Problem details. Which lines in the items below contain the string "seam", matching case? Extract each of those lines in full.

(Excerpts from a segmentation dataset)
■ ■ ■ ■

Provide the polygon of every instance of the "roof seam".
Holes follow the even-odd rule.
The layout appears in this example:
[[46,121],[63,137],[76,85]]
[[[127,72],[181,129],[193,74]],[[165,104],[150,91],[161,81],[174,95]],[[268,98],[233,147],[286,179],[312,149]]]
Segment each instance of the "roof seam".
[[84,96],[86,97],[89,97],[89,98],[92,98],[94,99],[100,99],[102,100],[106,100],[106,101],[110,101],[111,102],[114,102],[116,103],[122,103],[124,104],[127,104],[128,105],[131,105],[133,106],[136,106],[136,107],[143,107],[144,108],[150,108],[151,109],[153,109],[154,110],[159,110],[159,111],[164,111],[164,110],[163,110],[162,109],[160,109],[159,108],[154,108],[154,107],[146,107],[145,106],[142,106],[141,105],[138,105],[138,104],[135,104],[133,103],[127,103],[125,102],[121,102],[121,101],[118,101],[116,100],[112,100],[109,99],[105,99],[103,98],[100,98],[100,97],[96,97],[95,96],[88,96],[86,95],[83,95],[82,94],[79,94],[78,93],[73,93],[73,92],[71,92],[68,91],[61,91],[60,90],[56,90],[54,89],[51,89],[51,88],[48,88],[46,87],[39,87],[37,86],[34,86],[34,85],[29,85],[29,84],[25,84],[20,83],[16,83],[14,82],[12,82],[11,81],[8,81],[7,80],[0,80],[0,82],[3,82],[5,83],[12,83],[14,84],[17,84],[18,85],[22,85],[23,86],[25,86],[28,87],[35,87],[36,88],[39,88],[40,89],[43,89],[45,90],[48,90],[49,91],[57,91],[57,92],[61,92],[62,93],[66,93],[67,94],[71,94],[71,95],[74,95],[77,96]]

■ ■ ■ ■

Final result.
Provide the polygon of every instance of the "roof seam".
Segment each instance of the "roof seam".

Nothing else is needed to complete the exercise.